— TASK STATEMENT —
Which lines in the records below contain the string "fence", with case counting? Report each of those lines in full.

— RECORDS SUPPLIED —
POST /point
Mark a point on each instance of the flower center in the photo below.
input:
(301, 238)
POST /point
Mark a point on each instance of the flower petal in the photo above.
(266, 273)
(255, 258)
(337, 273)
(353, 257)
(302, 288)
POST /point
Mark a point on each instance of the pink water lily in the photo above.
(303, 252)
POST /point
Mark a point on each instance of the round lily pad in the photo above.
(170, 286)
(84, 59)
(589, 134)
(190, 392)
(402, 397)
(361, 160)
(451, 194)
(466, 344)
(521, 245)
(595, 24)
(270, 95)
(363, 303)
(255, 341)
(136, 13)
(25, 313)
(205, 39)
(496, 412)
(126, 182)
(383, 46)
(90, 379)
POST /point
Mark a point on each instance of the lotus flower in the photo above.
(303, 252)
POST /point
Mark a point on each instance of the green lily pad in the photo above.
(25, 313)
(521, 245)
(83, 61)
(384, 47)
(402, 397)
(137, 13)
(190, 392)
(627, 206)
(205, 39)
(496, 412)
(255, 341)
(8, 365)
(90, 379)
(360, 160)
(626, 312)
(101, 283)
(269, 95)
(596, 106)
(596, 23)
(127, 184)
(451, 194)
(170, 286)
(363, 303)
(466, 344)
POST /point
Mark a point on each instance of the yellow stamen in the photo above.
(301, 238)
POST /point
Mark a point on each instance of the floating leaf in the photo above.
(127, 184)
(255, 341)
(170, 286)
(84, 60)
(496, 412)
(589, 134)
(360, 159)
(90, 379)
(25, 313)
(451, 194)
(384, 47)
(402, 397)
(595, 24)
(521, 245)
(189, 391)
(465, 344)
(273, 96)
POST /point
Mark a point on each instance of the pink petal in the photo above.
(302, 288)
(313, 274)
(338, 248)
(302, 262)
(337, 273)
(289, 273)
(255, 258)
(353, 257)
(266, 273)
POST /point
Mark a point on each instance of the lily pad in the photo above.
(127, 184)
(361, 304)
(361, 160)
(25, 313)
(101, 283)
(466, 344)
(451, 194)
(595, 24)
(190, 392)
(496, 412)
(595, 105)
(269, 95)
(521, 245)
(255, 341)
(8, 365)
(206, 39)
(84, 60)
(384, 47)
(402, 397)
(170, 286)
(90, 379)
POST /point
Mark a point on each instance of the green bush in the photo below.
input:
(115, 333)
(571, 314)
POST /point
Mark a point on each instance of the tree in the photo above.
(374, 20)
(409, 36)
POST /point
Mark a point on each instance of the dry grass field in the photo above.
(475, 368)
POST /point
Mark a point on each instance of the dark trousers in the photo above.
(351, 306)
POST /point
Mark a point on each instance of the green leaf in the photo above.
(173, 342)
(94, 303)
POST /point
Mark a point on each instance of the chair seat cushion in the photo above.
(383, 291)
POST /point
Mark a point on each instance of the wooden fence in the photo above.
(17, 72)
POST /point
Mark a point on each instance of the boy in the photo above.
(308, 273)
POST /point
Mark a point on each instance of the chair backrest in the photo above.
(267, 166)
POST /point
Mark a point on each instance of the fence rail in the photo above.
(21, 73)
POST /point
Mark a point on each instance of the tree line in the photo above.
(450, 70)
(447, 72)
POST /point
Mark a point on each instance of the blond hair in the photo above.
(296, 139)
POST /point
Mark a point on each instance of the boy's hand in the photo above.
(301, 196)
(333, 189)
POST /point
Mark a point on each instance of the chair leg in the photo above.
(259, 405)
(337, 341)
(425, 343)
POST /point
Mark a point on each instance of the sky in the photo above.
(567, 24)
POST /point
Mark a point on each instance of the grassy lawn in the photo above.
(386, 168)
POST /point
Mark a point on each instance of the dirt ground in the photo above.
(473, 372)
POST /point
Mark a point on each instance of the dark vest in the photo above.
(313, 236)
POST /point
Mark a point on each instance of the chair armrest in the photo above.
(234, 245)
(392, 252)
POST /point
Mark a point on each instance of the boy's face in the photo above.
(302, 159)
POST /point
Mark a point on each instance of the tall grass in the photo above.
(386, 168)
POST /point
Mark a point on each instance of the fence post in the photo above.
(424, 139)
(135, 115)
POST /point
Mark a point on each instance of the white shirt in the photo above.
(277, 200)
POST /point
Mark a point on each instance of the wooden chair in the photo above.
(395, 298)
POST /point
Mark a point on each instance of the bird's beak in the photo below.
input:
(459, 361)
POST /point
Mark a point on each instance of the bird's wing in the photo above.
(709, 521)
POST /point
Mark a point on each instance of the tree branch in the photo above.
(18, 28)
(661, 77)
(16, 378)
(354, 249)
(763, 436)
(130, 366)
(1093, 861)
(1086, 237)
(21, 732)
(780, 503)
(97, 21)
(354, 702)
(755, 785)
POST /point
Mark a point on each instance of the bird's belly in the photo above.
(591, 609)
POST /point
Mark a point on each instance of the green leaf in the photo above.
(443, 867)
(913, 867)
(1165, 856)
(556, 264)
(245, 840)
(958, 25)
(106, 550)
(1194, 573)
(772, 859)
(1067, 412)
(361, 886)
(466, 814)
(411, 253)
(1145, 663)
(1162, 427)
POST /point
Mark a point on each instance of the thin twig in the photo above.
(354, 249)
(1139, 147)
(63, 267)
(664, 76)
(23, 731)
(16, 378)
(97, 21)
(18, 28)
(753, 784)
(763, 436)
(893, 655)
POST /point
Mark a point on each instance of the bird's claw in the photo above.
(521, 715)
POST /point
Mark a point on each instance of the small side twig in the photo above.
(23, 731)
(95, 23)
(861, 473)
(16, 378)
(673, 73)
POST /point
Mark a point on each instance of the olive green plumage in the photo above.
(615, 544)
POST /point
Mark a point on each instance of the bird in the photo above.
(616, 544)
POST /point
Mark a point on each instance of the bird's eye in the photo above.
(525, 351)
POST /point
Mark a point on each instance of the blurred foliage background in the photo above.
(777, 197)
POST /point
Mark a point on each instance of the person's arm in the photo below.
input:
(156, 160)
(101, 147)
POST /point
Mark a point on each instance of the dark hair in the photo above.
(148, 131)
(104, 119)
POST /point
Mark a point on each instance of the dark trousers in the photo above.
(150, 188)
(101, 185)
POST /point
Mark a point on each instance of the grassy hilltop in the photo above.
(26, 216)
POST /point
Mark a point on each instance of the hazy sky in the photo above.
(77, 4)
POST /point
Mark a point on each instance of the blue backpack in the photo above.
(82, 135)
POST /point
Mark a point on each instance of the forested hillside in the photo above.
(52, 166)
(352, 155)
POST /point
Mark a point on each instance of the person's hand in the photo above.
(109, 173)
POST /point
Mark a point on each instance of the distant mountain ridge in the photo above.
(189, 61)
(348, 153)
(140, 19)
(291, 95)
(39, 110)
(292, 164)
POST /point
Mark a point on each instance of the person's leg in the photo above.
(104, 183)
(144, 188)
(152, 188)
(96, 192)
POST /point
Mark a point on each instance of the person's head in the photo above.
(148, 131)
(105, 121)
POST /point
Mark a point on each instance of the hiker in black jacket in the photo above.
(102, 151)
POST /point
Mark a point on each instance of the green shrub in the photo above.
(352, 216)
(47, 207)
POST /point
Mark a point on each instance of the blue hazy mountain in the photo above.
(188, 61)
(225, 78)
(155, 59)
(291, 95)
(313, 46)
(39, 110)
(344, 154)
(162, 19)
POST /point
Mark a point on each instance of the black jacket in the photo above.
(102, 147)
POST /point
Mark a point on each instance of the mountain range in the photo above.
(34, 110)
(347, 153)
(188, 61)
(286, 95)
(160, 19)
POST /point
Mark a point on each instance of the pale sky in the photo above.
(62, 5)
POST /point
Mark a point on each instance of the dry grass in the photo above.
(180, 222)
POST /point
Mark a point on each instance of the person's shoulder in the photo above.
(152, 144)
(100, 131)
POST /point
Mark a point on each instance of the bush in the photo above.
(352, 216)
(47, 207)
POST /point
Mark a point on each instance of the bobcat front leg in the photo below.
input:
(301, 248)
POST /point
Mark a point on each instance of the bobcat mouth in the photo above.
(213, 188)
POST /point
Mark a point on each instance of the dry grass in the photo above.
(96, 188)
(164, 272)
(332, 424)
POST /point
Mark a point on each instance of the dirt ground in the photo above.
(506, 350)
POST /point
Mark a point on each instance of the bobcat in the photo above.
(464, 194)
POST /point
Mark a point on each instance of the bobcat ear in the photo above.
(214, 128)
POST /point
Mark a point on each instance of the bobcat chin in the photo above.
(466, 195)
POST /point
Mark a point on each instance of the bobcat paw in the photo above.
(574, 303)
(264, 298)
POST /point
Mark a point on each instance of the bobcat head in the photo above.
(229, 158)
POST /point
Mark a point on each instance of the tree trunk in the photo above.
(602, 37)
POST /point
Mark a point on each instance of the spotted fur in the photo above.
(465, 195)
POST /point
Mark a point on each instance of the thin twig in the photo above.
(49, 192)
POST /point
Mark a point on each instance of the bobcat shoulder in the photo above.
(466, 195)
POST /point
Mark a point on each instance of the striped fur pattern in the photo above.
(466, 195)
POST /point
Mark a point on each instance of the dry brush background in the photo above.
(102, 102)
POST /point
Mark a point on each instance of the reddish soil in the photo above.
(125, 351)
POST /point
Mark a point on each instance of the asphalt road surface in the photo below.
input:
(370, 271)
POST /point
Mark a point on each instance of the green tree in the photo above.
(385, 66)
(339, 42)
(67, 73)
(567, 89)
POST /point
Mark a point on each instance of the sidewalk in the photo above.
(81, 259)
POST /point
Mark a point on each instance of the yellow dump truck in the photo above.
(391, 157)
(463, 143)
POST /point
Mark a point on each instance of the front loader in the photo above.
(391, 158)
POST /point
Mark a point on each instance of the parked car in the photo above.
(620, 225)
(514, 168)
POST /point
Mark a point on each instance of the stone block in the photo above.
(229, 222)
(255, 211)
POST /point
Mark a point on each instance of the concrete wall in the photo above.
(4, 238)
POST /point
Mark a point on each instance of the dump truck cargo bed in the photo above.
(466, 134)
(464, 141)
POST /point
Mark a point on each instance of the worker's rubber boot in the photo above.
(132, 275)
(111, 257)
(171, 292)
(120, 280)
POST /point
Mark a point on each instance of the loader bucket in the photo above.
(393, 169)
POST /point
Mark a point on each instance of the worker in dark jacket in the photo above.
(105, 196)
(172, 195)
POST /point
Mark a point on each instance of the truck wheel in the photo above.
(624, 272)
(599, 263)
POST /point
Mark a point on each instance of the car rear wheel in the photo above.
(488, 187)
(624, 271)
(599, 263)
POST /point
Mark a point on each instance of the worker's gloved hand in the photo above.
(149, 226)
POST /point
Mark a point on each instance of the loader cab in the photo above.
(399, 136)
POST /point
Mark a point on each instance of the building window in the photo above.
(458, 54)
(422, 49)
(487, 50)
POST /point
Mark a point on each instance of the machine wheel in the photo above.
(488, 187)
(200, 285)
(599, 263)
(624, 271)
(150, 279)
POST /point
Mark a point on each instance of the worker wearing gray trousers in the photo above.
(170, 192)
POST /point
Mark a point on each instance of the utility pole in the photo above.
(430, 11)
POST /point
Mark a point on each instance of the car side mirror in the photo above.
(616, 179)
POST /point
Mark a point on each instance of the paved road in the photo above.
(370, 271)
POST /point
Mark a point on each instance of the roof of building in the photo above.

— RESPONSE —
Mark a point on each instance of the wooden fence in the photo above.
Mark a point on each instance of the fence rail in the photo above.
Mark a point on each instance of the fence post in the photo above.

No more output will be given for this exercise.